*The problem*. Output the lines below as a two-column CSV with the header line_text,answer. Give one row per line, with each field in double quotes and line breaks replaced by spaces, and omit the pictures.

*Dataset excerpts*.
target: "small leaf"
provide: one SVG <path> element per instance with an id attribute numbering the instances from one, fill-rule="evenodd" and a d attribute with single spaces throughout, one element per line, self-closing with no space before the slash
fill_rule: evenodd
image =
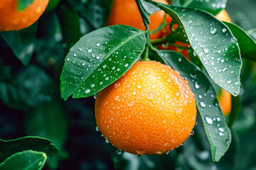
<path id="1" fill-rule="evenodd" d="M 234 124 L 235 120 L 238 118 L 238 113 L 241 109 L 241 100 L 240 97 L 232 96 L 231 98 L 231 112 L 228 115 L 228 127 L 231 128 L 232 125 Z"/>
<path id="2" fill-rule="evenodd" d="M 36 22 L 20 30 L 0 32 L 14 55 L 24 65 L 28 64 L 32 57 L 37 25 Z"/>
<path id="3" fill-rule="evenodd" d="M 171 5 L 186 7 L 189 8 L 197 8 L 206 11 L 213 15 L 217 15 L 225 8 L 227 0 L 209 0 L 209 1 L 191 1 L 191 0 L 174 0 Z"/>
<path id="4" fill-rule="evenodd" d="M 17 0 L 18 10 L 21 11 L 30 6 L 35 0 Z"/>
<path id="5" fill-rule="evenodd" d="M 16 152 L 30 149 L 45 152 L 49 157 L 58 152 L 58 149 L 50 140 L 39 137 L 24 137 L 11 140 L 0 140 L 0 162 Z"/>
<path id="6" fill-rule="evenodd" d="M 248 30 L 247 33 L 256 41 L 256 28 Z"/>
<path id="7" fill-rule="evenodd" d="M 60 75 L 61 97 L 88 97 L 109 86 L 136 62 L 145 43 L 143 31 L 124 25 L 84 35 L 65 58 Z"/>
<path id="8" fill-rule="evenodd" d="M 16 153 L 0 164 L 0 170 L 41 170 L 47 156 L 42 152 L 26 150 Z"/>
<path id="9" fill-rule="evenodd" d="M 233 96 L 240 93 L 242 60 L 237 39 L 213 16 L 202 11 L 151 1 L 183 28 L 213 81 Z"/>
<path id="10" fill-rule="evenodd" d="M 242 28 L 234 23 L 224 22 L 238 39 L 241 57 L 256 61 L 256 42 Z"/>
<path id="11" fill-rule="evenodd" d="M 231 133 L 210 81 L 196 66 L 178 52 L 161 51 L 155 57 L 188 79 L 188 85 L 195 94 L 197 108 L 210 142 L 213 160 L 219 161 L 230 146 Z"/>

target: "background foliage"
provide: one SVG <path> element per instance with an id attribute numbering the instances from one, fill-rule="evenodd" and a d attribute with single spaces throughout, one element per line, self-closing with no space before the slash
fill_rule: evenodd
<path id="1" fill-rule="evenodd" d="M 212 161 L 200 118 L 195 134 L 169 154 L 139 158 L 122 154 L 95 130 L 93 96 L 63 101 L 60 94 L 59 78 L 69 49 L 82 35 L 104 26 L 112 1 L 62 0 L 54 6 L 55 1 L 50 0 L 52 6 L 29 28 L 0 33 L 1 139 L 40 136 L 50 140 L 60 151 L 43 169 L 256 169 L 255 62 L 243 60 L 242 108 L 231 128 L 230 147 L 219 162 Z M 256 28 L 256 2 L 241 4 L 228 1 L 233 22 L 245 30 Z M 14 157 L 33 155 L 35 162 L 41 160 L 37 157 L 48 156 L 41 152 L 47 152 L 45 147 L 36 152 L 19 150 Z"/>

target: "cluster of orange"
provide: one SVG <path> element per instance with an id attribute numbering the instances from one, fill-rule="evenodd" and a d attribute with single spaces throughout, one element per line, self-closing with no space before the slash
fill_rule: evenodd
<path id="1" fill-rule="evenodd" d="M 0 31 L 31 26 L 42 15 L 48 1 L 36 0 L 22 11 L 17 10 L 16 0 L 1 1 Z M 167 4 L 165 0 L 156 1 Z M 149 30 L 156 29 L 164 16 L 162 11 L 151 15 Z M 230 22 L 225 11 L 217 18 Z M 165 21 L 170 23 L 171 20 L 167 16 Z M 145 29 L 134 0 L 114 1 L 107 25 L 117 24 Z M 166 26 L 150 38 L 161 38 L 169 33 Z M 186 50 L 175 47 L 164 48 L 188 56 Z M 220 104 L 224 113 L 230 110 L 223 104 L 227 98 L 230 98 L 230 94 L 223 91 Z M 119 79 L 98 93 L 95 117 L 100 132 L 119 149 L 139 155 L 161 154 L 178 147 L 189 137 L 196 122 L 196 101 L 187 81 L 178 72 L 159 62 L 137 62 Z"/>
<path id="2" fill-rule="evenodd" d="M 172 1 L 166 0 L 156 0 L 156 1 L 164 4 L 171 4 Z M 163 23 L 165 13 L 163 11 L 156 11 L 154 14 L 150 16 L 149 31 L 154 30 L 160 26 Z M 216 16 L 216 18 L 225 22 L 231 23 L 230 18 L 229 17 L 227 11 L 223 10 Z M 168 34 L 171 33 L 169 25 L 171 23 L 172 18 L 167 15 L 165 22 L 167 23 L 166 26 L 164 27 L 160 31 L 158 31 L 150 35 L 151 40 L 159 39 L 164 38 Z M 169 23 L 169 24 L 168 24 Z M 114 4 L 111 11 L 111 13 L 109 20 L 107 22 L 107 26 L 113 26 L 117 24 L 124 24 L 131 26 L 142 30 L 145 30 L 145 26 L 143 24 L 142 18 L 140 16 L 140 13 L 135 1 L 131 0 L 114 0 Z M 175 42 L 178 45 L 188 47 L 187 44 L 184 44 L 181 42 Z M 170 45 L 162 45 L 159 47 L 161 50 L 169 50 L 177 51 L 188 60 L 189 56 L 188 50 L 186 49 L 178 48 Z M 222 90 L 220 95 L 218 96 L 218 98 L 220 102 L 220 108 L 223 110 L 223 113 L 226 115 L 231 110 L 231 95 Z"/>
<path id="3" fill-rule="evenodd" d="M 156 1 L 167 4 L 165 0 Z M 150 16 L 149 31 L 156 29 L 164 16 L 162 11 Z M 230 22 L 224 10 L 216 17 Z M 167 16 L 165 22 L 171 21 Z M 145 30 L 135 1 L 114 1 L 107 26 L 117 24 Z M 150 39 L 169 33 L 166 26 L 151 35 Z M 188 57 L 186 50 L 171 45 L 161 48 L 180 52 Z M 222 93 L 219 101 L 226 114 L 230 110 L 230 101 L 227 101 L 230 94 L 225 91 Z M 119 79 L 99 92 L 95 103 L 100 131 L 118 149 L 139 155 L 161 154 L 179 146 L 189 137 L 196 116 L 194 94 L 188 82 L 178 72 L 156 62 L 135 63 Z"/>

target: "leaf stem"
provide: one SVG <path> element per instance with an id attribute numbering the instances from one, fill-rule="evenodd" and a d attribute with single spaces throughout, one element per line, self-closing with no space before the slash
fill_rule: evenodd
<path id="1" fill-rule="evenodd" d="M 142 61 L 150 61 L 150 60 L 149 58 L 149 46 L 148 45 L 146 45 L 146 48 L 145 48 L 145 50 L 144 51 L 143 58 L 142 58 Z"/>
<path id="2" fill-rule="evenodd" d="M 140 0 L 136 0 L 136 3 L 137 4 L 137 6 L 139 8 L 139 12 L 141 13 L 141 16 L 142 17 L 144 25 L 146 27 L 145 30 L 145 35 L 146 38 L 146 47 L 145 47 L 145 52 L 144 52 L 142 60 L 144 61 L 149 61 L 149 46 L 151 45 L 150 40 L 149 40 L 149 24 L 150 23 L 149 18 L 148 17 L 148 13 L 146 11 L 145 11 L 145 9 L 144 8 L 142 2 Z"/>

*Output*.
line_text,answer
"target: ""small leaf"" provide: one SVG <path> element per instance with an id attribute numbering the instances from one, fill-rule=""evenodd"" and a d attribute with single spaces throughout, one element per line, self-closing with no space before the slash fill_rule: evenodd image =","<path id=""1"" fill-rule=""evenodd"" d=""M 234 124 L 235 120 L 238 118 L 238 113 L 241 109 L 241 100 L 240 97 L 232 96 L 231 98 L 231 112 L 228 115 L 228 127 L 231 128 L 232 125 Z""/> <path id=""2"" fill-rule=""evenodd"" d=""M 36 22 L 20 30 L 0 32 L 14 55 L 24 65 L 28 64 L 32 57 L 37 25 Z""/> <path id=""3"" fill-rule=""evenodd"" d=""M 171 5 L 186 7 L 189 8 L 197 8 L 206 11 L 213 15 L 217 15 L 225 8 L 227 0 L 209 0 L 209 1 L 191 1 L 191 0 L 174 0 Z""/> <path id=""4"" fill-rule=""evenodd"" d=""M 17 0 L 18 10 L 21 11 L 30 6 L 35 0 Z""/> <path id=""5"" fill-rule=""evenodd"" d=""M 16 152 L 30 149 L 45 152 L 49 157 L 58 152 L 58 149 L 50 140 L 39 137 L 24 137 L 11 140 L 0 140 L 0 162 Z""/> <path id=""6"" fill-rule=""evenodd"" d=""M 248 30 L 247 33 L 256 41 L 256 28 Z""/> <path id=""7"" fill-rule=""evenodd"" d=""M 60 75 L 61 97 L 88 97 L 109 86 L 136 62 L 145 43 L 143 31 L 124 25 L 84 35 L 65 58 Z""/> <path id=""8"" fill-rule=""evenodd"" d=""M 16 153 L 0 164 L 0 170 L 41 170 L 47 156 L 42 152 L 26 150 Z""/> <path id=""9"" fill-rule=""evenodd"" d=""M 233 96 L 240 93 L 242 60 L 237 39 L 213 16 L 202 11 L 151 1 L 183 28 L 213 81 Z""/> <path id=""10"" fill-rule=""evenodd"" d=""M 242 28 L 234 23 L 224 22 L 238 39 L 241 57 L 256 61 L 256 42 Z""/> <path id=""11"" fill-rule=""evenodd"" d=""M 231 133 L 210 81 L 196 66 L 178 52 L 161 51 L 155 57 L 188 79 L 188 85 L 195 94 L 197 108 L 210 142 L 213 160 L 219 161 L 230 146 Z""/>"
"target: ""background foliage"" provide: one SVG <path> element per instance with an id attribute numbering the instances from one, fill-rule=""evenodd"" and a d attribute with single spaces throughout, one element per line, self-closing with no space before the slash fill_rule: evenodd","<path id=""1"" fill-rule=""evenodd"" d=""M 212 161 L 200 118 L 195 134 L 169 154 L 139 158 L 122 154 L 95 130 L 93 96 L 63 101 L 60 94 L 59 78 L 69 49 L 82 35 L 104 26 L 112 1 L 62 0 L 54 6 L 55 1 L 50 0 L 52 6 L 29 28 L 0 33 L 1 139 L 40 136 L 50 140 L 60 151 L 43 169 L 256 169 L 255 62 L 243 60 L 242 108 L 231 128 L 230 147 L 219 162 Z M 256 28 L 256 2 L 241 4 L 228 1 L 233 22 L 245 30 Z M 14 157 L 33 155 L 35 162 L 41 160 L 37 157 L 48 156 L 41 152 L 47 152 L 45 147 L 36 152 L 19 150 Z""/>"
"target: ""cluster of orange"" provide: one SVG <path> element per instance with an id attribute numbering the instances from one, fill-rule=""evenodd"" and a d attribute with single spaces throughout, one element per line, self-closing with no space before the slash fill_rule: evenodd","<path id=""1"" fill-rule=""evenodd"" d=""M 0 31 L 31 26 L 42 15 L 48 1 L 36 0 L 22 11 L 17 10 L 16 0 L 1 1 Z M 167 4 L 165 0 L 156 1 Z M 149 30 L 156 29 L 164 16 L 162 11 L 151 15 Z M 230 22 L 225 11 L 217 18 Z M 165 21 L 170 23 L 171 20 L 167 16 Z M 145 29 L 134 0 L 114 1 L 107 25 L 117 24 Z M 166 26 L 150 38 L 161 38 L 169 33 Z M 186 50 L 175 47 L 164 48 L 188 56 Z M 220 104 L 224 113 L 230 110 L 223 104 L 227 98 L 230 98 L 230 94 L 223 91 Z M 119 79 L 98 93 L 95 117 L 100 132 L 119 149 L 139 155 L 161 154 L 178 147 L 189 137 L 196 122 L 196 101 L 187 81 L 178 72 L 159 62 L 137 62 Z""/> <path id=""2"" fill-rule=""evenodd"" d=""M 172 1 L 166 0 L 156 0 L 156 1 L 164 4 L 171 4 Z M 163 23 L 165 13 L 163 11 L 156 11 L 154 14 L 150 16 L 149 31 L 154 30 L 160 26 Z M 216 16 L 216 18 L 225 22 L 231 23 L 230 18 L 229 17 L 227 11 L 223 10 Z M 168 34 L 171 33 L 169 25 L 171 23 L 172 18 L 167 15 L 165 22 L 167 23 L 166 26 L 164 27 L 160 31 L 158 31 L 150 35 L 151 40 L 159 39 L 164 38 Z M 169 23 L 169 24 L 168 24 Z M 114 4 L 111 11 L 111 13 L 109 20 L 107 22 L 107 26 L 113 26 L 117 24 L 124 24 L 131 26 L 142 30 L 145 30 L 145 26 L 143 24 L 142 18 L 140 16 L 140 13 L 135 1 L 131 0 L 114 0 Z M 175 42 L 178 45 L 188 47 L 187 44 L 184 44 L 181 42 Z M 170 45 L 162 45 L 159 47 L 161 50 L 169 50 L 177 51 L 188 60 L 189 56 L 188 50 L 186 49 L 178 48 Z M 222 90 L 220 95 L 218 96 L 218 98 L 220 102 L 220 108 L 223 110 L 223 113 L 226 115 L 231 110 L 231 95 Z""/> <path id=""3"" fill-rule=""evenodd"" d=""M 156 1 L 167 4 L 165 0 Z M 150 16 L 149 31 L 156 29 L 164 16 L 162 11 Z M 230 22 L 224 10 L 216 17 Z M 167 16 L 165 22 L 171 21 Z M 145 30 L 135 1 L 114 1 L 107 26 L 117 24 Z M 150 39 L 169 33 L 166 26 L 151 35 Z M 188 57 L 186 50 L 171 45 L 161 48 L 180 52 Z M 222 93 L 219 101 L 226 114 L 230 110 L 230 101 L 227 101 L 230 94 L 225 91 Z M 119 79 L 99 92 L 95 103 L 100 131 L 118 149 L 139 155 L 161 154 L 179 146 L 189 137 L 196 116 L 194 94 L 188 82 L 178 72 L 156 62 L 135 63 Z""/>"
"target: ""leaf stem"" provide: one SVG <path> element per instance with an id attribute numbering the instances from one, fill-rule=""evenodd"" and a d attribute with single spaces throughout, one element per line, self-closing with no space before the slash fill_rule: evenodd","<path id=""1"" fill-rule=""evenodd"" d=""M 142 61 L 150 61 L 150 60 L 149 58 L 149 46 L 148 45 L 146 45 L 146 48 L 145 48 L 145 50 L 144 51 L 143 58 L 142 58 Z""/> <path id=""2"" fill-rule=""evenodd"" d=""M 140 0 L 136 0 L 136 3 L 137 4 L 137 6 L 139 8 L 139 12 L 141 13 L 141 16 L 142 17 L 144 25 L 146 27 L 145 30 L 145 35 L 146 38 L 146 47 L 145 47 L 145 52 L 144 52 L 142 60 L 144 61 L 149 61 L 149 46 L 151 45 L 150 40 L 149 40 L 149 24 L 150 23 L 149 18 L 148 17 L 148 13 L 146 11 L 145 11 L 145 9 L 144 8 L 142 2 Z""/>"